**PROBLEM STATEMENT**: Using the entries below, transcribe exactly the line containing "Target: squinting eye" and each line that follows it to the end.

+++

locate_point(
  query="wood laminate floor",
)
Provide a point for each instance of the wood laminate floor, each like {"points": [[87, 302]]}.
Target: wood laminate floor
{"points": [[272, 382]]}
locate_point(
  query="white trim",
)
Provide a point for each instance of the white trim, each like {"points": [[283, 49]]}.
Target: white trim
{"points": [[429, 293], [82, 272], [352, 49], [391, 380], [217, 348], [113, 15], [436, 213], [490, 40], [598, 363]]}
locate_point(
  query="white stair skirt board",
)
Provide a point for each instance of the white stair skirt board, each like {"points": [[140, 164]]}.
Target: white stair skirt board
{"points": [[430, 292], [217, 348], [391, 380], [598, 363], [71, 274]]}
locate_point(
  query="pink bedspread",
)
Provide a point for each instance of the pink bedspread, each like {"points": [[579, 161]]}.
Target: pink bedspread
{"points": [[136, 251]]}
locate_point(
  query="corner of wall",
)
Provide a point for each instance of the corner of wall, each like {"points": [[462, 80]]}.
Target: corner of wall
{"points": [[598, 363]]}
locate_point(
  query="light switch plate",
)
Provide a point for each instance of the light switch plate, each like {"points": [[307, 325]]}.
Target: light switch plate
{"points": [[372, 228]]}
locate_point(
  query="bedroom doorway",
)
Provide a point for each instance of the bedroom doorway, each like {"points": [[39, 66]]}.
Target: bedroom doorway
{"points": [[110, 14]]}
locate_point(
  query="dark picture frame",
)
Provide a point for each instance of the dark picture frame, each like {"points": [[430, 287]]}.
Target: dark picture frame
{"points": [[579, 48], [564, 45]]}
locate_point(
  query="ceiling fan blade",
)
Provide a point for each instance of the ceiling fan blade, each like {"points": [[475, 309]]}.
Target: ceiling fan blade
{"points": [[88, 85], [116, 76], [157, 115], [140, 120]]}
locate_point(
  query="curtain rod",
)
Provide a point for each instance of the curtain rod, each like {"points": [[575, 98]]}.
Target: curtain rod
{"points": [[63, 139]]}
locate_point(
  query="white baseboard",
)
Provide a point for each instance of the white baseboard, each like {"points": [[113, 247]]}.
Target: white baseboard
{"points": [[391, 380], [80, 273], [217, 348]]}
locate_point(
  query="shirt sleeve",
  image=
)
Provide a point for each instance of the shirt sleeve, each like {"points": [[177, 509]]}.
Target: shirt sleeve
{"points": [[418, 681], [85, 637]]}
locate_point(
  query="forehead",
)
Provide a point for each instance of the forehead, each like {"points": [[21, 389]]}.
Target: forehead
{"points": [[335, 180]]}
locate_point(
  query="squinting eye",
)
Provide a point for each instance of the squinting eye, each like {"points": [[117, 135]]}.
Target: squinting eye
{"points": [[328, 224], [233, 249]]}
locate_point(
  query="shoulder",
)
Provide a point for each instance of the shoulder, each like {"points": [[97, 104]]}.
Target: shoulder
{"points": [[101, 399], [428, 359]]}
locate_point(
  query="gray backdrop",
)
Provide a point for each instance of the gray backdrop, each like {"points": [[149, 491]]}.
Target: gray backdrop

+++

**EXERCISE SOLUTION**:
Target: squinting eye
{"points": [[328, 224], [233, 249]]}
locate_point(
  query="shoulder",
)
Provide a point for each instance of the shoulder, each like {"points": [[97, 104]]}.
Target: shoulder
{"points": [[101, 399], [428, 359]]}
locate_point(
  query="gray backdrop",
)
Provide a point for each instance of the gray backdrop, each like {"points": [[149, 491]]}.
Target: gray backdrop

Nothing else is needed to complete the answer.